START
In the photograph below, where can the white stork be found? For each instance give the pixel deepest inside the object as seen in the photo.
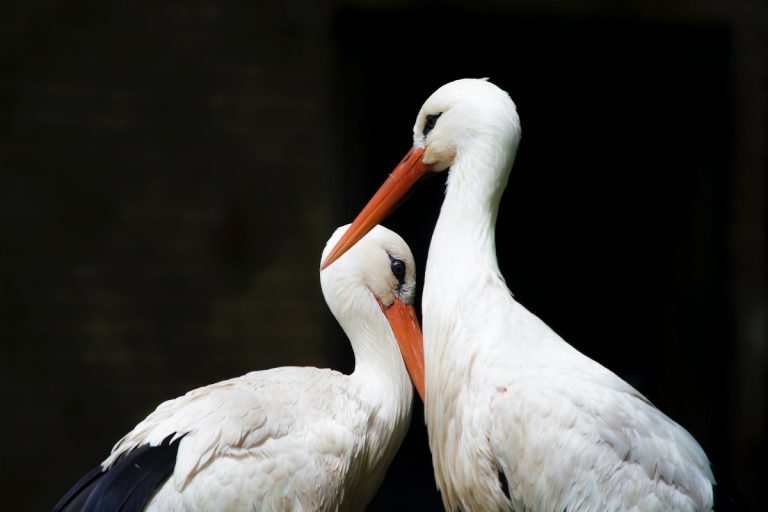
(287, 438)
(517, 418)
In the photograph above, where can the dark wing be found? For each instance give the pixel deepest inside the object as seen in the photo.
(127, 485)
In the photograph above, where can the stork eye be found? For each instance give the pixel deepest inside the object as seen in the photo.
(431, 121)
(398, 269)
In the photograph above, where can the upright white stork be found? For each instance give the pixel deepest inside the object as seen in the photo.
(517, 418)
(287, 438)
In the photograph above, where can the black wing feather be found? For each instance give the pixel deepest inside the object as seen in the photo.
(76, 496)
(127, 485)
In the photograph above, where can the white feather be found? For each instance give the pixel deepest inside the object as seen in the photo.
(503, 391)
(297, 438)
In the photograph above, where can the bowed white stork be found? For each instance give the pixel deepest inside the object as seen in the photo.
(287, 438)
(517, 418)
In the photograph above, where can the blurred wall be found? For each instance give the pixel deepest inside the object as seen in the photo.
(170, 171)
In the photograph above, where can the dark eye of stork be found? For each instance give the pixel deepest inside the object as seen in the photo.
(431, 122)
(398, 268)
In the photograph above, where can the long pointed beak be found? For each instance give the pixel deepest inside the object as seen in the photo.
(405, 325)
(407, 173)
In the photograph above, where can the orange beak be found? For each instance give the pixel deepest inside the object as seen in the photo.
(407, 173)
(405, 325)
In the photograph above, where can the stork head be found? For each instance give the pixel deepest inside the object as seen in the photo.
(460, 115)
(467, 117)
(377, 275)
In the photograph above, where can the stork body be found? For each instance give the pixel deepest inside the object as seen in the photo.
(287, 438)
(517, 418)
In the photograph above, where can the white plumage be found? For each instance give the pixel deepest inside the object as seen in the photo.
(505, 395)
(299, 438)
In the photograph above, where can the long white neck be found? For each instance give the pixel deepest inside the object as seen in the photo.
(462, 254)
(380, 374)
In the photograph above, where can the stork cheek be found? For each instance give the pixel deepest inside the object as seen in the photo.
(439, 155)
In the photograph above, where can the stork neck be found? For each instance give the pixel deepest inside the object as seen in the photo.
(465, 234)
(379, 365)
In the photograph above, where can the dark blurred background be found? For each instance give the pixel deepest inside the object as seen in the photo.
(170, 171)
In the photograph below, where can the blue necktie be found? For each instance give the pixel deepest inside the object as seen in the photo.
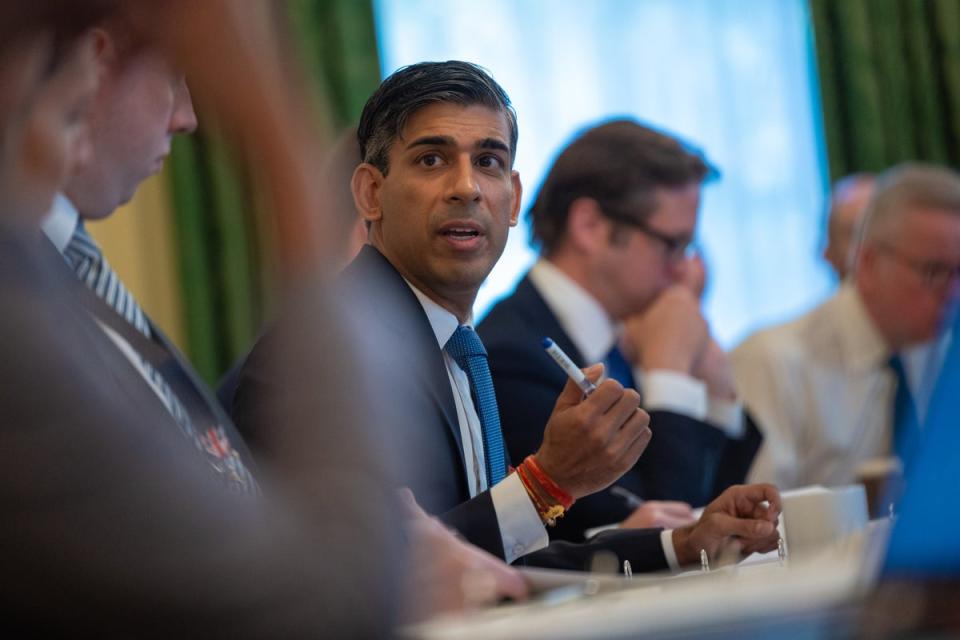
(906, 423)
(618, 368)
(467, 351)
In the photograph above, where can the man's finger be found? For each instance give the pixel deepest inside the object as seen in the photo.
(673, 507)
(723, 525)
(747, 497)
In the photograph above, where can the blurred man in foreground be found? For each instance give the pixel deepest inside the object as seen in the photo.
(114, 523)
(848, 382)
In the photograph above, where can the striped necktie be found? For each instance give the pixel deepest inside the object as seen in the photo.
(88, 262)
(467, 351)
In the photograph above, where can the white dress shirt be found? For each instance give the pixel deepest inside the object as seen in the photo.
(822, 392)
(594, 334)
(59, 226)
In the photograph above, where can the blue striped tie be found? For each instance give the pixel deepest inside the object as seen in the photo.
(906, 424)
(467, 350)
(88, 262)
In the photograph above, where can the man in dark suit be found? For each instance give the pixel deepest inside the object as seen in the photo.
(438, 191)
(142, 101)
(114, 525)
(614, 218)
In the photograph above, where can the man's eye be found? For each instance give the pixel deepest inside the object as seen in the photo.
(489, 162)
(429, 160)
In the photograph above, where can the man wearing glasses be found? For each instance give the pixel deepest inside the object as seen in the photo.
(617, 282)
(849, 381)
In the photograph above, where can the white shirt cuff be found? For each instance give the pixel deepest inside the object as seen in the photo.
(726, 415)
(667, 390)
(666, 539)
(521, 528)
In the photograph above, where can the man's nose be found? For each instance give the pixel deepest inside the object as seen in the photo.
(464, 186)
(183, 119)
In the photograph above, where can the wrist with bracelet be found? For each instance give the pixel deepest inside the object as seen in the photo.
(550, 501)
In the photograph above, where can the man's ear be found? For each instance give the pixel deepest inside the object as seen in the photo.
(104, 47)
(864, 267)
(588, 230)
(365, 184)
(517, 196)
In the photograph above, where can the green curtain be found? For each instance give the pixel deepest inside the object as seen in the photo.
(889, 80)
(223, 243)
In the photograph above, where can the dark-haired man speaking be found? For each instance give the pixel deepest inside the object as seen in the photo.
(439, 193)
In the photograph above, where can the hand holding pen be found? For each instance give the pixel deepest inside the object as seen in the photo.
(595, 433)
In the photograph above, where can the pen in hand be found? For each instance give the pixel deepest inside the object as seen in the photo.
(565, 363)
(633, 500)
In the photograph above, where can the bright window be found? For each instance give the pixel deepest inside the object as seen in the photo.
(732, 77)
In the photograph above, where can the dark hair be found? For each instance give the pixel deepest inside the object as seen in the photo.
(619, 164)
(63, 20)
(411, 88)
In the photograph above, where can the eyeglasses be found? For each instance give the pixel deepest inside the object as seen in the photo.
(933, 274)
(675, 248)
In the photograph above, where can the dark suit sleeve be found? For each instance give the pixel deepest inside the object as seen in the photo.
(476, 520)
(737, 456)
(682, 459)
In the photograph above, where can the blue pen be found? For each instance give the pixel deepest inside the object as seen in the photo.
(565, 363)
END
START
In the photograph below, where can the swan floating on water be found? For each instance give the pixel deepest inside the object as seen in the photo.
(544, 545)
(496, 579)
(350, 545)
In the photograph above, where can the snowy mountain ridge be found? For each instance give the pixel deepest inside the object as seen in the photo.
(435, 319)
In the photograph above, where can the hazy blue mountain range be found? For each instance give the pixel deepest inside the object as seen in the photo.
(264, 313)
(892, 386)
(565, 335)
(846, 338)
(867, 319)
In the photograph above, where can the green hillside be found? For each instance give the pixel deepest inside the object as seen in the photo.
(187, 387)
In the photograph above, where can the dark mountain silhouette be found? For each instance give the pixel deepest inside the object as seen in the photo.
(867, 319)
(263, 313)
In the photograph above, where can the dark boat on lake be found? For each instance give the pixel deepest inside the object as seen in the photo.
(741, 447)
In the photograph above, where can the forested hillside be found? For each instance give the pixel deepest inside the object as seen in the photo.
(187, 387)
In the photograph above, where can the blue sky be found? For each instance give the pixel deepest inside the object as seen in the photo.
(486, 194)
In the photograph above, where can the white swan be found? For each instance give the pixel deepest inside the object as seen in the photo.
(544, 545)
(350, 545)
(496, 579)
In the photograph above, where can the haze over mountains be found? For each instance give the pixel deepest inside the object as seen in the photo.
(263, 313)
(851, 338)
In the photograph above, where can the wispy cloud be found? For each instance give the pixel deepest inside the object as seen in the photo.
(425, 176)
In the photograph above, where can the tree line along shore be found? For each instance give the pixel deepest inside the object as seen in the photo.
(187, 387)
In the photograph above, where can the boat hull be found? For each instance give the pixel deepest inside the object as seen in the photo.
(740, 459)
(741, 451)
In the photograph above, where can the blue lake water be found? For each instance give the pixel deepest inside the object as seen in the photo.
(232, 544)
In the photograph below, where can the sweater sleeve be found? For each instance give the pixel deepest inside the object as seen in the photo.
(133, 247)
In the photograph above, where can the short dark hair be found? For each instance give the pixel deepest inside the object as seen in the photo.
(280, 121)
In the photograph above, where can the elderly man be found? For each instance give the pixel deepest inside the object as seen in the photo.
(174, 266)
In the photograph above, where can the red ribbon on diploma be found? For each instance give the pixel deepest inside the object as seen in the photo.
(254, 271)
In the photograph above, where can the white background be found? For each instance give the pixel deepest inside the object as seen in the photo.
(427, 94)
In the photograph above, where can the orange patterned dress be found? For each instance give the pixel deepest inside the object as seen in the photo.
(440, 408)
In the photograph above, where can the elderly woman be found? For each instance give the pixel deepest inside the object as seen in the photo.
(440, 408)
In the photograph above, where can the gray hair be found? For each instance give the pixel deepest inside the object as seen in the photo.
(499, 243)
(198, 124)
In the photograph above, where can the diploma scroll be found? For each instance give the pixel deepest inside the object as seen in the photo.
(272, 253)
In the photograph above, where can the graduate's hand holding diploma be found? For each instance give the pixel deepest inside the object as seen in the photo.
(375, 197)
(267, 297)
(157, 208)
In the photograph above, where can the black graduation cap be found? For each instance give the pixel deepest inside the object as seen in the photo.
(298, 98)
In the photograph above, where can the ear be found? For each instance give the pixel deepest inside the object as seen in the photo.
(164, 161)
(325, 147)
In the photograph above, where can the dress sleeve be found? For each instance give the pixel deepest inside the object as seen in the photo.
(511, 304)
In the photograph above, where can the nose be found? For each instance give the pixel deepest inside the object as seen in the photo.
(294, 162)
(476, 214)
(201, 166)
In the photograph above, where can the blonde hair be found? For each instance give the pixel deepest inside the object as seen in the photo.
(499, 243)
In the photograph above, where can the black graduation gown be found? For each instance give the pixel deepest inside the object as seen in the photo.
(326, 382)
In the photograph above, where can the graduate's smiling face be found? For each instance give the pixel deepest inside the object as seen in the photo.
END
* What the task asks:
Rewrite the records from the line containing "In the photograph above, where can the red" through the line containing "In the photograph above, where can the graduate's smiling", both included, as a numbered list with any blank lines dropped.

* Result of this exercise:
1. In the photograph above, where can the red ribbon on diploma be found? For each instance give the pixel deepest inside the object as seen in the photo.
2. (254, 271)
3. In the photograph above, where can the white background be found? For each instance give the pixel deepest inside the object as seen in the photo.
4. (427, 94)
5. In the photograph above, where can the orange patterned dress be found? For each instance give the pixel deepest inside the object as seen in the photo.
6. (440, 408)
7. In the photograph above, where can the elderly woman be found? For each instance give the pixel deepest inside the object as seen in the photo.
8. (440, 408)
9. In the photograph above, where can the gray hair be found? For each instance give the pixel deepest inside the object as seen in the photo.
10. (499, 243)
11. (198, 124)
12. In the photograph above, where can the diploma scroll be found? For each instance give the pixel deepest inside the object as seen in the photo.
13. (272, 253)
14. In the photograph above, where can the graduate's hand holding diploma be found? For each instance give the pixel deepest inside the object as seen in the photo.
15. (375, 197)
16. (267, 297)
17. (157, 208)
18. In the photograph above, where can the black graduation cap be found? For each instance give the pixel deepest inside the object as seen in the photo.
19. (298, 98)
20. In the photograph above, where can the ear be found? For each instance give the pixel deepest inside the object as seen in the photo.
21. (164, 161)
22. (325, 147)
23. In the photograph above, where can the dress sleeve be found? For each instance give the pixel deepest inside the object as seen in the photo.
24. (511, 304)
25. In the photograph above, where can the nose be found? For each instance give the pixel deepest inside the object as seen in the photo.
26. (294, 162)
27. (476, 214)
28. (201, 166)
29. In the photograph above, where can the blonde hair be found? For each instance give the pixel deepest inside the object as seen in the photo.
30. (499, 243)
31. In the photograph above, where can the black graduation gown be found? For each instance give the pixel deepest inside the object as seen in the photo.
32. (326, 382)
33. In the photograph above, where can the graduate's smiling face be found? For each instance give the pixel deepest inside the object as seen in the photo.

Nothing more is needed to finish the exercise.